Your instructions:
Answer these about the passage on the internet as a city:
(a) Which store does it call obese and joyless?
(b) Who does it say appears to have been correct?
(c) Where should we act like we would when we are on the internet?

Supplied passage:
The internet is the biggest city of them all, and the vandals are getting away Scott free.

The internet is one great, huge, massive concatenation of potentialities. To use an artistic metaphor it’s a blank canvas. It’s pregnant with promise. Just think of the possibilities! But as it currently stands, it is like the main street of what could have been a beautiful town, but isn’t. The planning board let the forested boulevard be zoned for ramshackle used car lots, fast food joints, gas stations, tattoo parlours, and muddy lots gone to seed. Every now & then there squats an obese, joyless Wal-Mart. We could have a Mona Lisa on our hands, but instead we have a brick wall spray painted with bad depictions of genitalia.

McLuhan appears to have been correct. The medium and its sheer ubiquity have reduced us to wading through a tremendous amount of noise before we can dredge up the music. But the solution is so simple. Demand more --of yourself, and of others, on the internet. Think of if not as an amusement but as a new environment for improving not just your lot, but everyone’s lot in life. Let’s let the obvious state itself, let’s not assume that our right to hold an opinion is an imperative to constantly say it and re-say it again and again at high volume. Let’s think twice before we assert once. Let’s not conclude that quantity is quality. Let’s act on the internet like we would in our own village.

Data lines:
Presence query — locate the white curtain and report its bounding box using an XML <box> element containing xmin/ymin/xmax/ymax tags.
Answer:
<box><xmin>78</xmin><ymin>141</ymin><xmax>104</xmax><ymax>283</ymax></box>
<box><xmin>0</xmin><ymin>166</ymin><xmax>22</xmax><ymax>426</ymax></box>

Answer to this exercise:
(a) Wal-Mart
(b) McLuhan
(c) In our own village